Do You Know What Your Children Are Watching on YouTube? Also: My New Get Rich Quick Scheme.


Ok, so I’ve been hanging out with a two year old boy for the last month or two, no homo. He is the grandson of the chick who's been trying to get me to marry her for the last ten years and is going to be really mad when she reads that line. I don’t have any kids. I always figured it would happen by accident, but it never did. I guess I’m shooting blanks because I sure as shit haven’t been responsible. I won't ever admit it to anyone I know, but its been a kinda fun hanging out with little dude.

I thought I had a daughter once, but the mom banged every dude in a 50 mile radius with a bag of dope while I was dating her and two paternity test confirmed she wasn’t mine. That sucked for several reasons, especially since that was the first girl I ever told I loved her.

Anyway, little guy has a book about animals that he likes to bring to me while I’m in front of the computer trying to write. He points at pictures of animals and has me look them up on YouTube. He’s a smart little fucker but his communication skills suck so I rigged up a ghetto pointing device so he can point at the next video he wants to watch, which happens about every minute and a half.

○ ○ ○ ○ ○ ○ ○

Brief -> Rewrite the blog post from "Anyway, little guy" to "and a half.", inclusive, with "pointing device" changed to "clicker".

Raw data ->

○ ○ ○ ○ ○ ○ ○

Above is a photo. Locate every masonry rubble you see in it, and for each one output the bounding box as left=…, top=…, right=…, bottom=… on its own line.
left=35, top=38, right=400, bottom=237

○ ○ ○ ○ ○ ○ ○

Worked answer ->
Anyway, little guy has a book about animals that he likes to bring to me while I’m in front of the computer trying to write. He points at pictures of animals and has me look them up on YouTube. He’s a smart little fucker but his communication skills suck so I rigged up a ghetto clicker so he can point at the next video he wants to watch, which happens about every minute and a half.